REQUIRED ACTION — Filter the records below and copy every line containing the word "plastic".

═════ DATA FOR REVIEW ═════

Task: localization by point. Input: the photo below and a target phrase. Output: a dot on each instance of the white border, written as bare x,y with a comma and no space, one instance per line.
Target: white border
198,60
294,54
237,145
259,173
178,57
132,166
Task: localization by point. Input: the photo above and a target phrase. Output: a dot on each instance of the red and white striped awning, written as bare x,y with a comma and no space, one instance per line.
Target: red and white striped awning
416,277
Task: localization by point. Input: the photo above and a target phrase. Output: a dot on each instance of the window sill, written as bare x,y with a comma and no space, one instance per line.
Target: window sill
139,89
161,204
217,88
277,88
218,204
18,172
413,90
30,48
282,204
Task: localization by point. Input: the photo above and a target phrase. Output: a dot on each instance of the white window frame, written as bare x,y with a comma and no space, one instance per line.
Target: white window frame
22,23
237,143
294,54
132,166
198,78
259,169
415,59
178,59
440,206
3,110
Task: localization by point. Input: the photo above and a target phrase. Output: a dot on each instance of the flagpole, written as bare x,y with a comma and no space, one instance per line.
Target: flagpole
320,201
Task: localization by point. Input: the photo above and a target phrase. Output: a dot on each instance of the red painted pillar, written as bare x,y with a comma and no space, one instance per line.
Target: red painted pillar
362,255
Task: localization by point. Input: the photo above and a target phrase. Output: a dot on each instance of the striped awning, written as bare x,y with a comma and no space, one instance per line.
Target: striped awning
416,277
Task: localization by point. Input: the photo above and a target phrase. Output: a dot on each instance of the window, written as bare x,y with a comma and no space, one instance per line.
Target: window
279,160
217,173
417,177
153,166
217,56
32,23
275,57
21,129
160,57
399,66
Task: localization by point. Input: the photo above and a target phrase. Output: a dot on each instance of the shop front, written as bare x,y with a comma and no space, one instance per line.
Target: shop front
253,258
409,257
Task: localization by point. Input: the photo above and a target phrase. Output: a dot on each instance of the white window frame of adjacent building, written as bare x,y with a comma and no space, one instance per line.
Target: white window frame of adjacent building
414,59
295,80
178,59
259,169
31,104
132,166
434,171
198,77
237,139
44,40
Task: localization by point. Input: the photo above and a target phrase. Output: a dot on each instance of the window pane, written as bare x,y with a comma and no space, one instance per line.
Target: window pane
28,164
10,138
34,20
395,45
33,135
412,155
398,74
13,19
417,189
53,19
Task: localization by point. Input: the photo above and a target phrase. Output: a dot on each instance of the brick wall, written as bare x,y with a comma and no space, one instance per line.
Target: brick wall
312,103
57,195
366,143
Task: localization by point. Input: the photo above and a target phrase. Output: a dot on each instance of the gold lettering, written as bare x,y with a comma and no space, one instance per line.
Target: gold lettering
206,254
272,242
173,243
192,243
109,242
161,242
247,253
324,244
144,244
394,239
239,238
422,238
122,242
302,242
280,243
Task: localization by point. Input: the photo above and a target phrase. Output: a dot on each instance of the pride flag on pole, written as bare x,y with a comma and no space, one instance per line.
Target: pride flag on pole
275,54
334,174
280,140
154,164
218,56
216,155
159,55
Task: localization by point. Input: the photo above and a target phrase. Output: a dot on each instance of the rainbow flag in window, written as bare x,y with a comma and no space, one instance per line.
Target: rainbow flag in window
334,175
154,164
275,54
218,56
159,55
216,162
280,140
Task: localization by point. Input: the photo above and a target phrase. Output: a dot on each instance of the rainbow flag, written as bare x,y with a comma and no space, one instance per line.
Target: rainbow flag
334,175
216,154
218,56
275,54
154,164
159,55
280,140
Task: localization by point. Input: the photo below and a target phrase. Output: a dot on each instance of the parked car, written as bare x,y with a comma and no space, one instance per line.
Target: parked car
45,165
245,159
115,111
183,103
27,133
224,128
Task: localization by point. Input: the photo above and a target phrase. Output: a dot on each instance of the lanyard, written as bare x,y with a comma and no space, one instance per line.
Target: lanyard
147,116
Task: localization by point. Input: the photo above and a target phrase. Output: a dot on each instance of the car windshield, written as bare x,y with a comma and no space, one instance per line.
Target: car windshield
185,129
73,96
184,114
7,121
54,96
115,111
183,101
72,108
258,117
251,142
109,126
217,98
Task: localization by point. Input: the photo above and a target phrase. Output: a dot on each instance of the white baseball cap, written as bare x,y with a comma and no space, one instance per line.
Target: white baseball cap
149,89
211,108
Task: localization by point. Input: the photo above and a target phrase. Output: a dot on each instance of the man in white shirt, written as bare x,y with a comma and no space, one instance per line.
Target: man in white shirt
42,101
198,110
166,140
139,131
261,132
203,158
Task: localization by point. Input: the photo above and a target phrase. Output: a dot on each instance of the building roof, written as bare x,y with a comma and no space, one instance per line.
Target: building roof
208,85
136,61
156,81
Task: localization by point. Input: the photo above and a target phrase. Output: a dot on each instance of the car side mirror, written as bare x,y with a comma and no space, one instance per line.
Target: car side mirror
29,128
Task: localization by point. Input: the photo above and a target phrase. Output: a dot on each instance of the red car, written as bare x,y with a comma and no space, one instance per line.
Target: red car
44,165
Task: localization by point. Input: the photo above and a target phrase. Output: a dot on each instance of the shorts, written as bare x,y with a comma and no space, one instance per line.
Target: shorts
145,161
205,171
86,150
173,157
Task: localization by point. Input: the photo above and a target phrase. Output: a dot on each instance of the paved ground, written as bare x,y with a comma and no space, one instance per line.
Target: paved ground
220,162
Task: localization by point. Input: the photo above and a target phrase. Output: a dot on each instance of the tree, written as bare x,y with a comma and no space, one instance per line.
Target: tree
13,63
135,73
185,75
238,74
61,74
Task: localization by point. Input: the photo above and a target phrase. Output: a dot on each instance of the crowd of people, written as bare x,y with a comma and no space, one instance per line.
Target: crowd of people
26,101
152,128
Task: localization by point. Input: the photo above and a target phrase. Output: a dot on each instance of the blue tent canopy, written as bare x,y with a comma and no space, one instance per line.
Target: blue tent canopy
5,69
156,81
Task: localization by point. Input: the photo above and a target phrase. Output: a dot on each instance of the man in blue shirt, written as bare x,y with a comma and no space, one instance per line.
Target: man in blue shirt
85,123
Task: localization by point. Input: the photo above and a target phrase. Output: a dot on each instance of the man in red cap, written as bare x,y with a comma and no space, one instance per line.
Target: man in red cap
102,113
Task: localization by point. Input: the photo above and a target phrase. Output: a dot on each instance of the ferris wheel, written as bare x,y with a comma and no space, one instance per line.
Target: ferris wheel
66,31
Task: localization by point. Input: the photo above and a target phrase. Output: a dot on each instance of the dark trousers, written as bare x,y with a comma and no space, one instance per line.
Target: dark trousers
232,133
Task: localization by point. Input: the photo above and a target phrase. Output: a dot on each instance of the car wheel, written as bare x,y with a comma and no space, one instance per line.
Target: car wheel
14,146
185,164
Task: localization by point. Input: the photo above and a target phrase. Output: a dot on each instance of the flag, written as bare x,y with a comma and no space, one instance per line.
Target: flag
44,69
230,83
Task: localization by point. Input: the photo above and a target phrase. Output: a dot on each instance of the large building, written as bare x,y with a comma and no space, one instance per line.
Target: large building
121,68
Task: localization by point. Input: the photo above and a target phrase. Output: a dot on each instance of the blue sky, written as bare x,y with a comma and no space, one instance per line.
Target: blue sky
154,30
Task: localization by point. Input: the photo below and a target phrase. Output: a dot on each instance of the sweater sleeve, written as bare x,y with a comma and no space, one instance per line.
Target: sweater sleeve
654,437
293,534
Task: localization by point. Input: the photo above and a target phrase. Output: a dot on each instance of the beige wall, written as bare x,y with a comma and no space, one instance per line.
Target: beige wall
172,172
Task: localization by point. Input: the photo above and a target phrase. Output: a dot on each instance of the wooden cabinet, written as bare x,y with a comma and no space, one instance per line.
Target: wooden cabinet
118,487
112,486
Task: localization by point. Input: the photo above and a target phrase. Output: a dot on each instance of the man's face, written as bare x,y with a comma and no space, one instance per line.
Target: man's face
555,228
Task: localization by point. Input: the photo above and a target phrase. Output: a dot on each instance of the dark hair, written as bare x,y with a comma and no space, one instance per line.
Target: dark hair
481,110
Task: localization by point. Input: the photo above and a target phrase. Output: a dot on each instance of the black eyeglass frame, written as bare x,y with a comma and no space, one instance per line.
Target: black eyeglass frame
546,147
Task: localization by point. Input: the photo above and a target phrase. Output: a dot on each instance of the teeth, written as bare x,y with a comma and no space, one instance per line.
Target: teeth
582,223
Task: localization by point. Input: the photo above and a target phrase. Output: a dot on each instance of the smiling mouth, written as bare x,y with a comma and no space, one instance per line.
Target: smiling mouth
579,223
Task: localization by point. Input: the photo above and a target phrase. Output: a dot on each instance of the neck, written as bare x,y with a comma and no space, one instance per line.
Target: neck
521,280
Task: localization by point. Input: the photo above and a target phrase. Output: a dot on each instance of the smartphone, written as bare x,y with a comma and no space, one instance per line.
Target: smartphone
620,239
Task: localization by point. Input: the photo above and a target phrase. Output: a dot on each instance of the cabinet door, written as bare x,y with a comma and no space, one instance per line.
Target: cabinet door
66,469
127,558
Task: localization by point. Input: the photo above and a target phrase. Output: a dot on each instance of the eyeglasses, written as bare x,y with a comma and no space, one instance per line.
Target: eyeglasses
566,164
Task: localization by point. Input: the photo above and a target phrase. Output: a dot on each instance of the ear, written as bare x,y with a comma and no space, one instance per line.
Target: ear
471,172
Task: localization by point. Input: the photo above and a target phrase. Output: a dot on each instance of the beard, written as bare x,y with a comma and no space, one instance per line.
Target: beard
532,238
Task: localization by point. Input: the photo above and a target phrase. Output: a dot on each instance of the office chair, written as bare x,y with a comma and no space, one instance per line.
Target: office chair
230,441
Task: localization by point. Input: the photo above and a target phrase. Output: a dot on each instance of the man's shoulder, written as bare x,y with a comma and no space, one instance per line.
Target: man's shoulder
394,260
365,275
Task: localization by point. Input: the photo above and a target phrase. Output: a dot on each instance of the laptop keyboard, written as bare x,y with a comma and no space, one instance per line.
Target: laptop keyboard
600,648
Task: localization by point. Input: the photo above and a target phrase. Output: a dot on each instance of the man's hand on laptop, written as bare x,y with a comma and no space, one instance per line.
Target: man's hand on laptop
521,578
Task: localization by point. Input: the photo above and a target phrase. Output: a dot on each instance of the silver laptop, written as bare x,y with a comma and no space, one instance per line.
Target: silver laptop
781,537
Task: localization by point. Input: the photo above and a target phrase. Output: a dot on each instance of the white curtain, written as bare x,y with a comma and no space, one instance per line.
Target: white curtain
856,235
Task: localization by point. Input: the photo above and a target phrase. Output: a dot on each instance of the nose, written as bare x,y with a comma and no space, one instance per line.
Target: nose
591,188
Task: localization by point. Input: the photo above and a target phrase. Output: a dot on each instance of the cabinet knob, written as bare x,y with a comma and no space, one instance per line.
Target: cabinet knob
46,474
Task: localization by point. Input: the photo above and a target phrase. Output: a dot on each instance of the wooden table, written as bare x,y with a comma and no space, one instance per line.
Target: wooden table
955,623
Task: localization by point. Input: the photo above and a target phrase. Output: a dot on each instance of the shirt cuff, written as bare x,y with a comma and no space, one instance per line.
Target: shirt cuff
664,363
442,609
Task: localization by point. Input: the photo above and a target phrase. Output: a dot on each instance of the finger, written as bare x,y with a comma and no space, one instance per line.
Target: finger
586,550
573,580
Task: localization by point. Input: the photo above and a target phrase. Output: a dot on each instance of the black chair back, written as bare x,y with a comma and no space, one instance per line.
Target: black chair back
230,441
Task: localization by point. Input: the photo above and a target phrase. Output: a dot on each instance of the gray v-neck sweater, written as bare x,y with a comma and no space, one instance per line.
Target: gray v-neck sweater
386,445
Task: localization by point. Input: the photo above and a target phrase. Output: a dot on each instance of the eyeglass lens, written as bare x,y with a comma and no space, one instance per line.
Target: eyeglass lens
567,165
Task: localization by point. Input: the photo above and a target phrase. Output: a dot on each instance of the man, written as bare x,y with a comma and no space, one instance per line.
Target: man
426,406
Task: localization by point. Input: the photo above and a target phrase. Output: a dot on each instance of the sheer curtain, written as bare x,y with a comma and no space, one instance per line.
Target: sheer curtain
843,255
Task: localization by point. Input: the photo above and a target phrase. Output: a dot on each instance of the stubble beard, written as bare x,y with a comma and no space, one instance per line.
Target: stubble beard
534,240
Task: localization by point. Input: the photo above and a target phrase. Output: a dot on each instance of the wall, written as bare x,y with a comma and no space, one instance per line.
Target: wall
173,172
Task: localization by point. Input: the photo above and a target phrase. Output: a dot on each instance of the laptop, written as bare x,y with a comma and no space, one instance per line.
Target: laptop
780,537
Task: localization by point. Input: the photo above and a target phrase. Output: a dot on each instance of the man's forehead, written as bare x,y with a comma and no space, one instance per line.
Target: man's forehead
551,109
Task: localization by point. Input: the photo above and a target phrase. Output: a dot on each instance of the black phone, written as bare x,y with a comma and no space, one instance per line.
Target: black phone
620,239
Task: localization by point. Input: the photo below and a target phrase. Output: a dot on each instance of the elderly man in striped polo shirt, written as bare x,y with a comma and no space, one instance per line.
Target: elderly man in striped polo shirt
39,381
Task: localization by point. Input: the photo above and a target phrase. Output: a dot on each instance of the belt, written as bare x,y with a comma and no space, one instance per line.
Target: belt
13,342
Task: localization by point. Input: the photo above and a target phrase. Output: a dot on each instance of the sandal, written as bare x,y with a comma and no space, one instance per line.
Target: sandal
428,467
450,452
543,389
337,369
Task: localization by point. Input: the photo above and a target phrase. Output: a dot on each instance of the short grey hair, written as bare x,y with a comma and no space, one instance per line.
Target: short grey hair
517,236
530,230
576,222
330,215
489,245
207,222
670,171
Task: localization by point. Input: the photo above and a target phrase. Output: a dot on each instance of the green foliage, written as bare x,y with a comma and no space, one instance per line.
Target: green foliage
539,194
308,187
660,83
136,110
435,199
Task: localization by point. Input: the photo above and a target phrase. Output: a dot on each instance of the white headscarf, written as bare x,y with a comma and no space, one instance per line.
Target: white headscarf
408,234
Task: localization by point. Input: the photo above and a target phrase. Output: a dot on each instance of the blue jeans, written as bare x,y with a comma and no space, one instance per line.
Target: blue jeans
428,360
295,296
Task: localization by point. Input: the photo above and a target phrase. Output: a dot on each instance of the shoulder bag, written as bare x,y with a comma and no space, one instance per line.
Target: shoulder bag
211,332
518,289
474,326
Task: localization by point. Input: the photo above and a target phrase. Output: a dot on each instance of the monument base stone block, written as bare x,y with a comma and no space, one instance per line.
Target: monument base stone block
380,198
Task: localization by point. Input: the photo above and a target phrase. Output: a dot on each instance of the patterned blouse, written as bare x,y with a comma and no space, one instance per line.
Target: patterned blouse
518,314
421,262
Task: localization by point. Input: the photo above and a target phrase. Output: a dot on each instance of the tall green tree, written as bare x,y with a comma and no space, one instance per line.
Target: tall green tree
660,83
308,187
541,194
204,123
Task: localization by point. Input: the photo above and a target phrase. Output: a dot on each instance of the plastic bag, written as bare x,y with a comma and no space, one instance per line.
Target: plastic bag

═════

WRITTEN ANSWER —
Task: localization by point. Input: the photo above and a target phrase. Output: a dot on each instance of the plastic bag, written as bare x,y with a comma and no space, one instance per line.
Target: plastic bag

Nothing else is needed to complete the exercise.